━━ Material to process ━━

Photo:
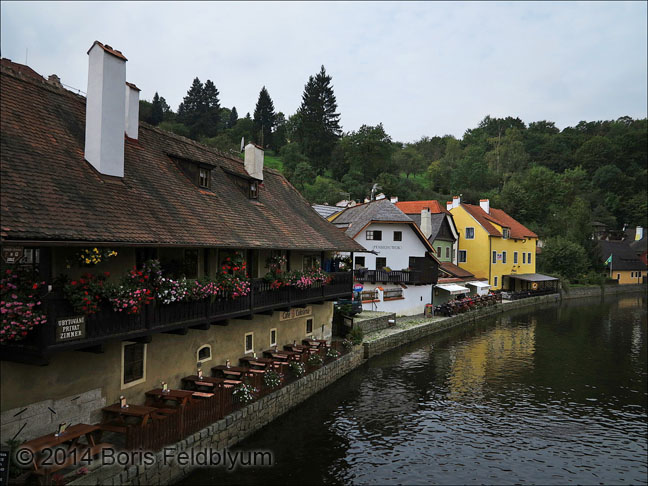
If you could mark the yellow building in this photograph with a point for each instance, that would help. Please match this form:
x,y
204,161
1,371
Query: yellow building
x,y
491,243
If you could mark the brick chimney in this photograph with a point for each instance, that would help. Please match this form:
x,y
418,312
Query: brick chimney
x,y
106,109
485,205
132,111
254,161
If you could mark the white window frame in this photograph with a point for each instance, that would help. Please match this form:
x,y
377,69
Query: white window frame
x,y
272,344
245,350
130,384
198,360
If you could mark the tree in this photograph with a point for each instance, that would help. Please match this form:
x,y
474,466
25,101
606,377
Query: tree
x,y
264,119
318,123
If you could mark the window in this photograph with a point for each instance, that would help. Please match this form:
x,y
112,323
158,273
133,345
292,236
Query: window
x,y
204,353
249,342
133,364
254,189
273,337
203,177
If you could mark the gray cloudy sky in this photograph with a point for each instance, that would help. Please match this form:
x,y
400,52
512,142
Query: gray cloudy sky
x,y
419,68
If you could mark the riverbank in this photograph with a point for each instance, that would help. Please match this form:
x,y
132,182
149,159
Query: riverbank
x,y
235,427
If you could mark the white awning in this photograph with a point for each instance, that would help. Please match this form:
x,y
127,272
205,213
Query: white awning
x,y
478,283
453,288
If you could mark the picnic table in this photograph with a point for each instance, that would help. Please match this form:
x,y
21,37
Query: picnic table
x,y
69,441
115,416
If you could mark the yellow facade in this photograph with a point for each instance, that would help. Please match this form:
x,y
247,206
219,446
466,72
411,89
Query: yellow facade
x,y
520,254
628,276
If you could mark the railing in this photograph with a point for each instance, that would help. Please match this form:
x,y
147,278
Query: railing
x,y
107,324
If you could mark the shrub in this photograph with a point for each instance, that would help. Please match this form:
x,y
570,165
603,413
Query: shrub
x,y
356,335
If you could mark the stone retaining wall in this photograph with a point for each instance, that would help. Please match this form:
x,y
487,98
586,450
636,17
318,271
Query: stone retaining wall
x,y
227,431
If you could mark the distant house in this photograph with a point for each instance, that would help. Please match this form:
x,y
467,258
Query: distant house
x,y
400,268
622,262
495,247
437,225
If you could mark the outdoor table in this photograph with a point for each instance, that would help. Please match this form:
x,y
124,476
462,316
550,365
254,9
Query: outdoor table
x,y
120,414
70,440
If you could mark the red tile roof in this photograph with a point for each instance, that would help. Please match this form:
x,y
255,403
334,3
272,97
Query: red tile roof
x,y
50,193
415,207
497,216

━━━

# Task details
All of the records above are to be copied exactly, minus the pictures.

# Solved exercise
Photo:
If you could mark the yellow building in this photograph with a point for each instance, that would help. Please match this form:
x,y
204,161
1,371
Query: yellow building
x,y
491,243
If you could mark the brick chimney in this photograph with a point for each instance, that would help. Please match this form:
x,y
418,312
Query: brick chimney
x,y
106,109
485,205
132,111
254,161
If you could mark the white window frame in this photograph with a point for each instance, that would help. Please match this form:
x,y
377,69
Query: white window frame
x,y
272,344
245,350
130,384
198,360
If you could mark the tree in this photograph with a point for each instance, that would help. Please match this form:
x,y
474,466
25,101
606,377
Query: tree
x,y
264,119
318,123
If you could mark the window in this photograph with a point for each instance, that would help. Please match this form:
x,y
112,323
158,273
133,345
292,236
Query: window
x,y
204,353
249,342
133,364
254,189
273,337
203,177
If you could mark the gray cloudy sky in this photograph with a point for each instance, that would help. Please match this form:
x,y
400,52
512,142
Query: gray cloudy sky
x,y
419,68
If you could mark the riverbank in this photograph with a point for each instance, that would help. Please match this form:
x,y
132,182
149,159
Query: riverbank
x,y
235,427
If you could mark the white awning in this photograph with a point for each instance, that would help. Please match this form:
x,y
127,272
205,213
Query: white awning
x,y
478,283
453,288
If you could mark the picnic table in this photograph with a point for each instance, that would help. Please match this form:
x,y
21,37
Query: picnic table
x,y
69,441
115,416
If you could mark the yellow facade in this photograph with a point for each instance, that would help. Please match this form:
x,y
247,206
219,446
466,72
411,89
Query: yellow facade
x,y
520,254
628,276
If you could mark the railing in this photograph with a point for each instance, that would help. Please match this form:
x,y
147,278
Query: railing
x,y
107,324
If you could mark the shrub in this photograph with a point for each instance, that would help. Please match this form:
x,y
570,165
603,413
Query: shrub
x,y
356,335
If you could mark the stone retaining wall in this photograph with a point for each instance, that would help. Please match this form:
x,y
487,98
586,450
636,17
318,271
Query: stone retaining wall
x,y
227,431
If you could mark the distant house in this photograph with a point for each instance, that would help. Please match this form:
x,y
467,258
Query: distant house
x,y
400,268
622,262
495,247
437,225
If you could mark the outdoor table in this photograph with a point for each instance, that would help. Please match this form:
x,y
124,476
462,316
550,365
254,9
Query: outdoor table
x,y
120,414
70,440
If you could mark the red tile roof in this photograph with a point for each instance, that would help. Please match this form:
x,y
255,403
334,3
272,97
Query: red tile roof
x,y
50,193
415,207
497,216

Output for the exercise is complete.